**TEXT TO READ**
:::::

Today’s correspondent tells the story of:

A fully authorised and experienced emergency vehicle driver in NSW, responding to a life-threatening emergency, in a marked “emergency vehicle”, passes a fixed speed camera doing 130kph in an 80kph speed limit area.

Assume a modern, well maintained, regularly serviced light truck driving under lights and sirens at 1 pm. The weather on the day is recorded as being showers and rain throughout the day. Let’s assume at least damp roads on a Monday with regular traffic volumes.

Policy and procedure-wise, the emergency service does not have a stipulated maximum speed. It instead instructs the drivers to drive to the road conditions, their skills, experience and fatigue levels.

No complaints or accidents have happened regarding this response. But we do have the data from the speed camera.

:::::

**DIRECTIVES**
(1) According to the emergency driving scenario, what does the emergency service instruct its drivers to drive to, in place of a set maximum speed?
(2) Sum up the emergency driving scenario in two sentences.

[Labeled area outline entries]
:::::

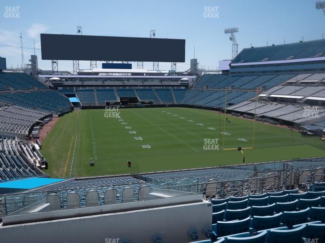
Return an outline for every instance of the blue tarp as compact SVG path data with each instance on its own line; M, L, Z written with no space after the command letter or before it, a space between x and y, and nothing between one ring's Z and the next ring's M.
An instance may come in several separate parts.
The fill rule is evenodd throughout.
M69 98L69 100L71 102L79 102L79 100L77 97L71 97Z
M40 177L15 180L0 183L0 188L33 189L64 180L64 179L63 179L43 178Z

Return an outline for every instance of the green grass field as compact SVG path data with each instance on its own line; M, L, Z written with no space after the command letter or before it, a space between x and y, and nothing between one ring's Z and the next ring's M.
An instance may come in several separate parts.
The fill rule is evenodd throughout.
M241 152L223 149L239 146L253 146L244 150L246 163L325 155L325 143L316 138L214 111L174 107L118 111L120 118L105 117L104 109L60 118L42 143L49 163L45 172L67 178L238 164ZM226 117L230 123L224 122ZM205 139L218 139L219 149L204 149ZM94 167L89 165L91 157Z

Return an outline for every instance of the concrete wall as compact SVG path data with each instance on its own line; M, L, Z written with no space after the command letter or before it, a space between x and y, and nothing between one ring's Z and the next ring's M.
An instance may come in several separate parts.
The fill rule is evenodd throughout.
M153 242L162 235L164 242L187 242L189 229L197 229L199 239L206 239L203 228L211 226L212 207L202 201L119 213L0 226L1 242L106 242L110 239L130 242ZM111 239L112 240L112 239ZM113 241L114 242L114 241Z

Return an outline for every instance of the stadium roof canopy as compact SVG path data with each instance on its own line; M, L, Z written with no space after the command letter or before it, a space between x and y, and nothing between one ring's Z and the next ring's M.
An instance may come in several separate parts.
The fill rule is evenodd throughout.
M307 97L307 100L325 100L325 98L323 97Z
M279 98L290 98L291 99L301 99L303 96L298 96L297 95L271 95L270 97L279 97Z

:::::

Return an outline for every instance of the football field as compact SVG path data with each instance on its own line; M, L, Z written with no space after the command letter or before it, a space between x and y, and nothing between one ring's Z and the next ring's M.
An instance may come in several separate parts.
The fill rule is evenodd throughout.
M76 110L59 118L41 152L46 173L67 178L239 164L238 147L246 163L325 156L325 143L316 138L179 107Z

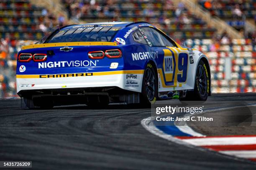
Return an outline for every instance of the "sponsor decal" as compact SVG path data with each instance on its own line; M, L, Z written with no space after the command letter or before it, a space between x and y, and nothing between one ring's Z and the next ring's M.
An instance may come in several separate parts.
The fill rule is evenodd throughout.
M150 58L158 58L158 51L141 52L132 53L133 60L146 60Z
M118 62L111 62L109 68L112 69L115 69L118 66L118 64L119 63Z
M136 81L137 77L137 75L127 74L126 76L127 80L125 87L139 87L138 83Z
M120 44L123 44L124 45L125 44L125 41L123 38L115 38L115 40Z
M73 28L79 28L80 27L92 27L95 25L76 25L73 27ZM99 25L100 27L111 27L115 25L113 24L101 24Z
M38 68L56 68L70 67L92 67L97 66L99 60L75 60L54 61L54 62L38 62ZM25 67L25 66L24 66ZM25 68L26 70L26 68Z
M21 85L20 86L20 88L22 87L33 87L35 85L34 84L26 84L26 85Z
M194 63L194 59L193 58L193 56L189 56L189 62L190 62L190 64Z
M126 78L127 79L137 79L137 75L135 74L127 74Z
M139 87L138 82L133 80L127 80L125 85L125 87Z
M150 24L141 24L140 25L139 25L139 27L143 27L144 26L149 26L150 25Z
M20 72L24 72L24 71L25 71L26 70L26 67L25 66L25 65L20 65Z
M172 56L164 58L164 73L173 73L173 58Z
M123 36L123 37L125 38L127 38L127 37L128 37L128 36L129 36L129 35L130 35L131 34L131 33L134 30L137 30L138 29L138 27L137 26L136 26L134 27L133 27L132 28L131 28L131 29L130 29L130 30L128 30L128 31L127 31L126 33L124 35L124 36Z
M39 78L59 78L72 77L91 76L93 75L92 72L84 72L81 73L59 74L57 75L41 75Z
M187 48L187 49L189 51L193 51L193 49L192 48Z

:::::

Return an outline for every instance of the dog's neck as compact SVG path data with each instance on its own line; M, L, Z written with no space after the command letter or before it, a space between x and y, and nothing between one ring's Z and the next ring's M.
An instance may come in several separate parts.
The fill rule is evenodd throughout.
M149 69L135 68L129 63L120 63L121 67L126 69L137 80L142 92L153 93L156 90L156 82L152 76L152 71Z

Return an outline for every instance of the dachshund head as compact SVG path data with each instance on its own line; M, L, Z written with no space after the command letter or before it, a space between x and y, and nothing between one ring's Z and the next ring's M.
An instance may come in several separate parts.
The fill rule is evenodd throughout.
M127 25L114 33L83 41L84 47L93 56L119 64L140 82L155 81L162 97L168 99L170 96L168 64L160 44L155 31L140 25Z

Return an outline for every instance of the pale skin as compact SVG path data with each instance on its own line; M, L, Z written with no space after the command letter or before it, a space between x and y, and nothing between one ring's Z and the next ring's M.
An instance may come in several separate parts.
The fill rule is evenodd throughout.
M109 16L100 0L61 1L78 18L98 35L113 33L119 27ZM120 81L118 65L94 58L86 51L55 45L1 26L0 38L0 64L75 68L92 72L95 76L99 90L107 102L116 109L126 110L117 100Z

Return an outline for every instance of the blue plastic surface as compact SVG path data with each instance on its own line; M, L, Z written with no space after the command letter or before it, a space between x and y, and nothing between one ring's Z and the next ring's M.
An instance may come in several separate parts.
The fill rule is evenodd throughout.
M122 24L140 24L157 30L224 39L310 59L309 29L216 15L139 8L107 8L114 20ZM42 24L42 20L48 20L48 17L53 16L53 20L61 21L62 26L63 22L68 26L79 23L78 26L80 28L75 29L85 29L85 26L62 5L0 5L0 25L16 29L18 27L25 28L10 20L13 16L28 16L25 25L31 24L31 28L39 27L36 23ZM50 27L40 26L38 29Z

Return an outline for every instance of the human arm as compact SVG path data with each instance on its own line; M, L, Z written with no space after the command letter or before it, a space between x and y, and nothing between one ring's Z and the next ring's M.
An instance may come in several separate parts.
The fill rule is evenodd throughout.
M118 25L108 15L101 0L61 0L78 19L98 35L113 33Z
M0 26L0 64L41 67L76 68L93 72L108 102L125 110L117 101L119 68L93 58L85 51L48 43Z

:::::

**RESPONSES TO THE EXERCISE**
(1) Road conditions and their own skills, experience and fatigue levels.

(2) A fully authorized, experienced emergency vehicle driver in NSW, answering a life-threatening emergency in a marked light truck under lights and sirens, passes a fixed speed camera at 130 kph in an 80 kph zone at 1 pm on a rainy Monday. The emergency service sets no maximum speed but tells drivers to drive to the road conditions, their skills, experience and fatigue levels, and although no complaints or accidents arose from the response, the speed camera data exists.